In the records below, take the lines starting at the one containing "of the knee" and ending at the one containing "Target: knee pad", and render them as a Markdown table with the columns Row and Text. Number each row and skip any blank lines.

The records:
※ ※ ※
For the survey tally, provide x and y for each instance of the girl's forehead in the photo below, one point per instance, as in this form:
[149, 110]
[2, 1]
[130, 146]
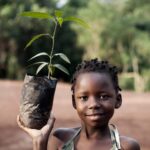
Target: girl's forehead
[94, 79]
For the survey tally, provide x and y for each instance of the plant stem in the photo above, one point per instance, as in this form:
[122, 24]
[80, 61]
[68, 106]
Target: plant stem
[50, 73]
※ ※ ※
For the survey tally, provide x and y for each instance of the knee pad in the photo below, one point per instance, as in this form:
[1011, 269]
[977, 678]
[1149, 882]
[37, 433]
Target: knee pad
※ ※ ※
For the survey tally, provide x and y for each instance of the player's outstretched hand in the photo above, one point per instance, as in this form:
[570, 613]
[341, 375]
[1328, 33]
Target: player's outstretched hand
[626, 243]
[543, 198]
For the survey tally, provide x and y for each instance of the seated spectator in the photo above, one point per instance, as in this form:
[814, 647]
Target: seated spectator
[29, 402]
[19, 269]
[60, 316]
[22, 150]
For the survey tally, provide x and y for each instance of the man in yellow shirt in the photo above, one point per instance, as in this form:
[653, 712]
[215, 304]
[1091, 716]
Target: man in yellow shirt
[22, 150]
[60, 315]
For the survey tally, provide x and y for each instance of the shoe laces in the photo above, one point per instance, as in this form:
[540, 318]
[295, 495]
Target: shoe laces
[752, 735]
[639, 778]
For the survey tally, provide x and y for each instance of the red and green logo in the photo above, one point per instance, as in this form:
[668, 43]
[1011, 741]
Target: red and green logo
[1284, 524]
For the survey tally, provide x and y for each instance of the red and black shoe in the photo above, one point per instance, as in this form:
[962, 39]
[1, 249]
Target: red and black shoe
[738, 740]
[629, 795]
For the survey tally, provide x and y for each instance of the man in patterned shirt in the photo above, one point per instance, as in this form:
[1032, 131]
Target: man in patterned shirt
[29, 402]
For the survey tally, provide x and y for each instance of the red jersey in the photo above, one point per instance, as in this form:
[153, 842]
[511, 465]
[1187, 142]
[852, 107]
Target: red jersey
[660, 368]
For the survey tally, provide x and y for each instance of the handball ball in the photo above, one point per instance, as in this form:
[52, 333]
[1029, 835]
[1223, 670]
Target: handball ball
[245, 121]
※ ※ ※
Complete answer:
| Row | Text |
|---|---|
| 1 | For the survey tally, provide x and y for each instance of the knee pad in the photo below, one point per instance, as in this form: |
| 2 | [1011, 269] |
| 3 | [977, 678] |
| 4 | [1149, 882] |
| 5 | [37, 433] |
| 6 | Target: knee pad |